PASSAGE SHOWN Start Marker

Renal cell carcinoma (RCC) can be sporadic or associated with inherited mutations. These tumours frequently carry additional genetic abnormalities including copy number variations, deletions and amplifications. Although not all tumours have an altered genetic profile, sporadic RCC subtypes have common cytogenetic patterns. New research from Iribe et al. (2016) assessed several RCC subtypes from BHD patients to determine if they have similar or distinct patterns of genetic abnormalities.

In a previous study Klomp et al. (2010) found that six BHD-RCC tumours, which morphologically resembled sporadic chromophobe RCC (chRCC) and oncocytomas, did not share the typical gross chromosomal abnormalities seen in sporadic tumours. However, advances in technology make it possible to detect smaller deletions and amplifications across the genome. Iribe et al. assessed genomic alterations in BHD-associated chRCC, clear cell RCC (ccRCC), and hybrid oncocytotic/ chromophobe tumours (HOCTs).

Nineteen RCC samples were obtained from 10 genetically confirmed BHD patients; 9/19 tumours carried an identifiable additional FLCN mutation. Cytogenetic profiling was completed for 11 tumours including three HOCTs, six chRCC and two ccRCC samples. Sporadic chRCC, ccRCC and oncocytoma samples came from patients who, although not genetically tested for FLCN, had no clinical history of fibrofolliculomas, pulmonary cysts or pneumothoraces.

PASSAGE SHOWN End Marker

### STUDY QUESTIONS
1. Set down the renal cell carcinoma passage between "Renal cell carcinoma" and "of genetic abnormalities.", inclusive.
2. Restate the paragraph of the renal cell carcinoma passage that begins "Nineteen RCC samples were obtained" as a short bulleted list that keeps its main facts.
3. In the renal cell carcinoma passage, how many BHD-RCC tumors did Klomp et al. (2010) examine?
None of the material is needed for any of the work on the renal cell carcinoma passage.

MATERIAL SUPPLIED Start Marker

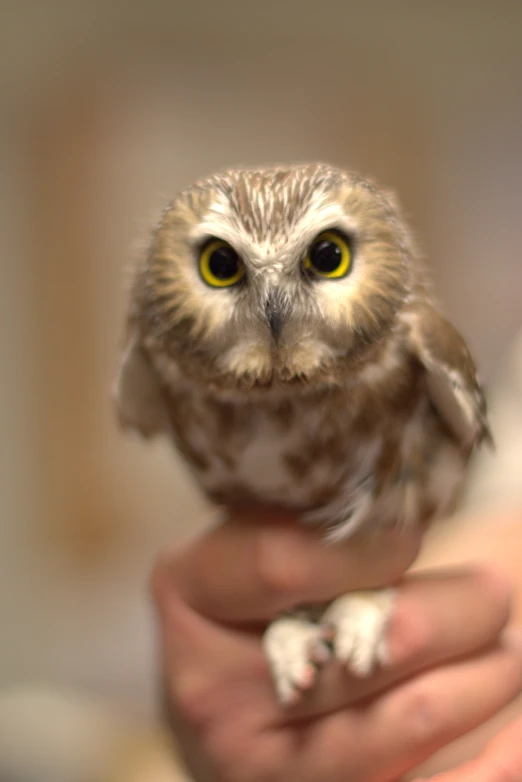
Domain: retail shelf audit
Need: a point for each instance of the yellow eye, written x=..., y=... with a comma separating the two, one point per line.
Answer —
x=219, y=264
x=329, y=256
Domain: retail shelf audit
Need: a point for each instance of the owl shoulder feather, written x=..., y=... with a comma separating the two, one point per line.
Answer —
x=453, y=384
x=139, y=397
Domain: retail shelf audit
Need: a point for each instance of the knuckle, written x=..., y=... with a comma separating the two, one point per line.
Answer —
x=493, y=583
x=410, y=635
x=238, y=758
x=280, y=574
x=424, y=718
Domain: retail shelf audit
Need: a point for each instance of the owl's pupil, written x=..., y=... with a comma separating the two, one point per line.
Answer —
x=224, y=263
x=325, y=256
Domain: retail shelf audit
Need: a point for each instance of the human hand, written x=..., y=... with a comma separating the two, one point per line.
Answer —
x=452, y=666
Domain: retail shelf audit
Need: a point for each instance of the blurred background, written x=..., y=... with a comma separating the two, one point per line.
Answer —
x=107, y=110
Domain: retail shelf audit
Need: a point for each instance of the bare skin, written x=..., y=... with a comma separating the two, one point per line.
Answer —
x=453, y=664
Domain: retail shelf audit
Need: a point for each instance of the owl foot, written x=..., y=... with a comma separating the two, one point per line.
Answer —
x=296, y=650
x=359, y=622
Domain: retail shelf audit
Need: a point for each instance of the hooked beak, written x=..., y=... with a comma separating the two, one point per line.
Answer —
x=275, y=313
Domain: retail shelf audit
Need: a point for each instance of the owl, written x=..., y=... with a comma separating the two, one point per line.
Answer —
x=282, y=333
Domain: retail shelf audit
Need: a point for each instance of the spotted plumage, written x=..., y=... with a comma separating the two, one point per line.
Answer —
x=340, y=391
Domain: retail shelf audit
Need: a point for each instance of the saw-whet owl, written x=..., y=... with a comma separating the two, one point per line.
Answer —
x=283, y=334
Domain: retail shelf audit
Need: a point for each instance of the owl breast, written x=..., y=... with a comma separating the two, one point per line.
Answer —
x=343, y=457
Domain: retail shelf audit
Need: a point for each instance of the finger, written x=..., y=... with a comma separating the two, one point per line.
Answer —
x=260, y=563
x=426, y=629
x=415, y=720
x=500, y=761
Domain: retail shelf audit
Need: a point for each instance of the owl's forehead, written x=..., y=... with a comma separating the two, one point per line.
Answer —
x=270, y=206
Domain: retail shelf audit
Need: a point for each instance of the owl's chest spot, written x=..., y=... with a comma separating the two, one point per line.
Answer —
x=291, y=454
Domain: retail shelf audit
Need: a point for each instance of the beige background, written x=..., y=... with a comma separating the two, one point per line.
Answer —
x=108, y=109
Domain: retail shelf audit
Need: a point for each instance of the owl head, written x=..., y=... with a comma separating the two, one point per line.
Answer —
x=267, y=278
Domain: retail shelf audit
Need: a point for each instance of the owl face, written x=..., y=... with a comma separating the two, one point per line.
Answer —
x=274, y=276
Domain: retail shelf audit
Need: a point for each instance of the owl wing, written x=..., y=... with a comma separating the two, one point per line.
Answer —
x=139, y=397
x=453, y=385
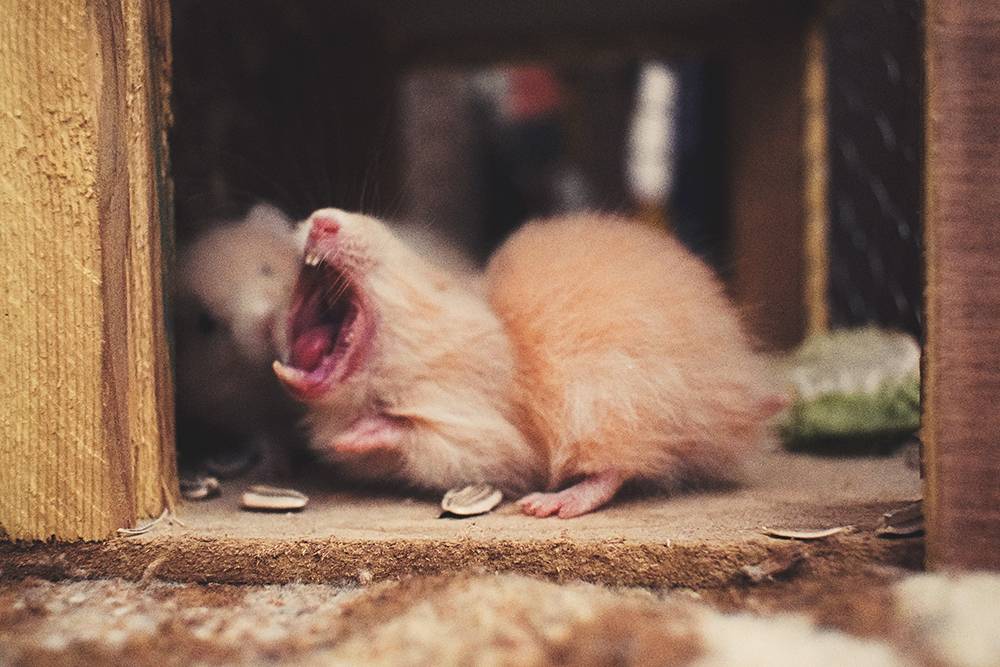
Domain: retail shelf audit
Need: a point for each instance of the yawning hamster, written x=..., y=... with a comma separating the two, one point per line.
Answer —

MATERIAL SUPPLIED End Marker

### YOUR RESPONSES
1.
Renal cell carcinoma (RCC) can be sporadic or associated with inherited mutations. These tumours frequently carry additional genetic abnormalities including copy number variations, deletions and amplifications. Although not all tumours have an altered genetic profile, sporadic RCC subtypes have common cytogenetic patterns. New research from Iribe et al. (2016) assessed several RCC subtypes from BHD patients to determine if they have similar or distinct patterns of genetic abnormalities.

2.
- 19 RCC samples came from 10 genetically confirmed BHD patients; 9 of the 19 tumors had an identifiable additional FLCN mutation.
- Cytogenetic profiling was completed for 11 tumors: three HOCTs, six chRCC and two ccRCC.
- Sporadic chRCC, ccRCC and oncocytoma samples came from patients not genetically tested for FLCN but with no clinical history of fibrofolliculomas, pulmonary cysts or pneumothoraces.

3. Six tumors.